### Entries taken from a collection
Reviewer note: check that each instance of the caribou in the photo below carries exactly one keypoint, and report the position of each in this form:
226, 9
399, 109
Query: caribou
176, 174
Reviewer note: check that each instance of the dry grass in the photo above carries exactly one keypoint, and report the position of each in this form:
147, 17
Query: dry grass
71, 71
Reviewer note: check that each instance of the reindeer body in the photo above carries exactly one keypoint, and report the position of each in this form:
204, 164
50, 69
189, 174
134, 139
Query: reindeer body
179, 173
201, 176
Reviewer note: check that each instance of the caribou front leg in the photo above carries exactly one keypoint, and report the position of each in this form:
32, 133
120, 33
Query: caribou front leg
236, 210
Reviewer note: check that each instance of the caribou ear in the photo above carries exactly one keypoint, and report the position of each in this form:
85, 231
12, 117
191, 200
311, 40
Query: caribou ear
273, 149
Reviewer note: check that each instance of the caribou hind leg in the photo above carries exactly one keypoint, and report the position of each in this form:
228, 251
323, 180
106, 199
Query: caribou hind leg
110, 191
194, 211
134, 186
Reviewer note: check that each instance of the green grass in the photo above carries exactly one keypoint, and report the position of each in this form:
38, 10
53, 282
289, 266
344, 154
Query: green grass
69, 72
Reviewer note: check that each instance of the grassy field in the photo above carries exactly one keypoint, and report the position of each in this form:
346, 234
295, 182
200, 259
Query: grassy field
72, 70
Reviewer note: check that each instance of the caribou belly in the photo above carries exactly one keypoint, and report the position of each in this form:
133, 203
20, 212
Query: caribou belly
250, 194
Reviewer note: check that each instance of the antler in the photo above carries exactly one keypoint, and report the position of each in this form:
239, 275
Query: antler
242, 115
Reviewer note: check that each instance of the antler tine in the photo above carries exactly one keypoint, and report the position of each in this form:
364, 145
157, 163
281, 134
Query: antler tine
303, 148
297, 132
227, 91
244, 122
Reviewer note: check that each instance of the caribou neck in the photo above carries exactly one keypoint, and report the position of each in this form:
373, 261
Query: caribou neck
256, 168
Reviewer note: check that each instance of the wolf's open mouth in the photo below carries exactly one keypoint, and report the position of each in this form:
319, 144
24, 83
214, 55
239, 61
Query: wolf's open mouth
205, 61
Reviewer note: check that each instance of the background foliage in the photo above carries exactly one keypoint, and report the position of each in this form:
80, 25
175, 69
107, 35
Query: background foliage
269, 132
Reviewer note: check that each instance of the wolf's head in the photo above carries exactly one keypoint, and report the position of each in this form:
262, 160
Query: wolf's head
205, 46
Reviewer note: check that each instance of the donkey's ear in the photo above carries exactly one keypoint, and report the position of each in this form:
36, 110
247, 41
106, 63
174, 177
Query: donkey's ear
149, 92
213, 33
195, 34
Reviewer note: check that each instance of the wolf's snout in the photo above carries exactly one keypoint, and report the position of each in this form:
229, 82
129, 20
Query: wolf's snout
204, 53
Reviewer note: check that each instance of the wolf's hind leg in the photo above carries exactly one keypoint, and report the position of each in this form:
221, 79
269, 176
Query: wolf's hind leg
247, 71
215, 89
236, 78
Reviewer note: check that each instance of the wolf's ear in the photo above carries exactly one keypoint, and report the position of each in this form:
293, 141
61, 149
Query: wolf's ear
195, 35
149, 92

### Instructions to follow
Your task is to return, exactly and on their own, the lines from the one containing "Reviewer note: check that each instance of the donkey's" through the last line of the listing.

### Reply to the exercise
Reviewer note: check that each instance of the donkey's ear in the photo above carries exactly one keypoint, and report the position of each in this form:
36, 110
247, 41
106, 63
174, 177
Query: donkey's ear
149, 92
213, 33
195, 34
Reviewer note: check that each instance of the wolf's snout in the photo above carries exactly one keypoint, and report the position of each in this form:
229, 82
129, 20
Query: wolf's snout
204, 53
Reviewer note: check that each instance of the wolf's hind leg in the photo above carries exactly one keypoint, and report the position of each in this form:
221, 79
269, 176
Query: wolf's hind leg
247, 71
215, 89
236, 78
Reviewer note: check that each instance of the wolf's ear in the photo above carries exactly one keypoint, and report the position of each in this form:
293, 141
61, 149
Query: wolf's ear
195, 35
149, 92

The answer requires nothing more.